→ Your task: Every record below must be returned exactly as it was received.

→ Data to process:
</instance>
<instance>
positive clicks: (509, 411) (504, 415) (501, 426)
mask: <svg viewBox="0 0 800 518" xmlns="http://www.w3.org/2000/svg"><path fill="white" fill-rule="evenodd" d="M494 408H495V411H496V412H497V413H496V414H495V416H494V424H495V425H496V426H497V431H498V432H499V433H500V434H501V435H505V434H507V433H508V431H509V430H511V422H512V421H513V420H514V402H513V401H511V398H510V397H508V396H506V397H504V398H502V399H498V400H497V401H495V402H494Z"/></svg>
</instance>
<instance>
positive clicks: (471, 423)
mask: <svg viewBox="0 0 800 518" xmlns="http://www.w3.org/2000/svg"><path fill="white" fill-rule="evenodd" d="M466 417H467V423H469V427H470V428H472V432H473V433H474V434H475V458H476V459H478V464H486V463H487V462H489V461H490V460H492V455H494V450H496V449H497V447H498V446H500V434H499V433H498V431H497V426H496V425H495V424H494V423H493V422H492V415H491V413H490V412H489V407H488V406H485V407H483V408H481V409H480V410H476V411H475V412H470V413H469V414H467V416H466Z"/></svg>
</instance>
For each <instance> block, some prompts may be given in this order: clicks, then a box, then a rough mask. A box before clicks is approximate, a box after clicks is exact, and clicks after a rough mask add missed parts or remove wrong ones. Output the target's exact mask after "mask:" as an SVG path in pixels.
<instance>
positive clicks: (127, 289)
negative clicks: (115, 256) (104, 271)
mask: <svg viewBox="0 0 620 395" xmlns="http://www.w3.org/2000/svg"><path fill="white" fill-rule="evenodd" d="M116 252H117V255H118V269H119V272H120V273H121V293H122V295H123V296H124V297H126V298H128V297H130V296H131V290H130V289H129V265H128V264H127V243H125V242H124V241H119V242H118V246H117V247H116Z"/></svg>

→ Task output:
</instance>
<instance>
positive clicks: (509, 411) (504, 415) (501, 426)
mask: <svg viewBox="0 0 800 518" xmlns="http://www.w3.org/2000/svg"><path fill="white" fill-rule="evenodd" d="M494 408H495V411H496V412H497V413H496V414H495V416H494V424H495V425H496V426H497V431H498V432H499V433H500V434H501V435H505V434H507V433H508V431H509V430H511V422H512V421H513V420H514V402H513V401H511V398H510V397H508V396H506V397H504V398H502V399H498V400H497V401H495V402H494Z"/></svg>
</instance>
<instance>
positive clicks: (471, 423)
mask: <svg viewBox="0 0 800 518" xmlns="http://www.w3.org/2000/svg"><path fill="white" fill-rule="evenodd" d="M466 417H467V423H469V427H470V428H472V432H473V433H474V434H475V458H476V459H478V464H486V463H487V462H489V461H490V460H492V455H494V450H496V449H497V447H498V446H500V434H499V433H498V431H497V426H496V425H495V424H494V423H493V422H492V415H491V413H490V412H489V407H488V406H485V407H483V408H481V409H480V410H476V411H475V412H470V413H469V414H467V416H466Z"/></svg>
</instance>
For each <instance> block, some prompts may be given in this order: clicks, then a box, then a rough mask. A box before clicks is approximate, a box after clicks is exact, and clicks after a rough mask add missed parts or remove wrong ones. Output the target's exact mask after "mask:" as an SVG path in pixels.
<instance>
positive clicks: (127, 289)
negative clicks: (115, 256) (104, 271)
mask: <svg viewBox="0 0 620 395" xmlns="http://www.w3.org/2000/svg"><path fill="white" fill-rule="evenodd" d="M116 252H117V255H118V269H119V272H120V273H121V293H122V295H123V296H124V297H126V298H128V297H130V296H131V290H130V289H129V265H128V264H127V243H125V242H124V241H119V242H118V246H117V247H116Z"/></svg>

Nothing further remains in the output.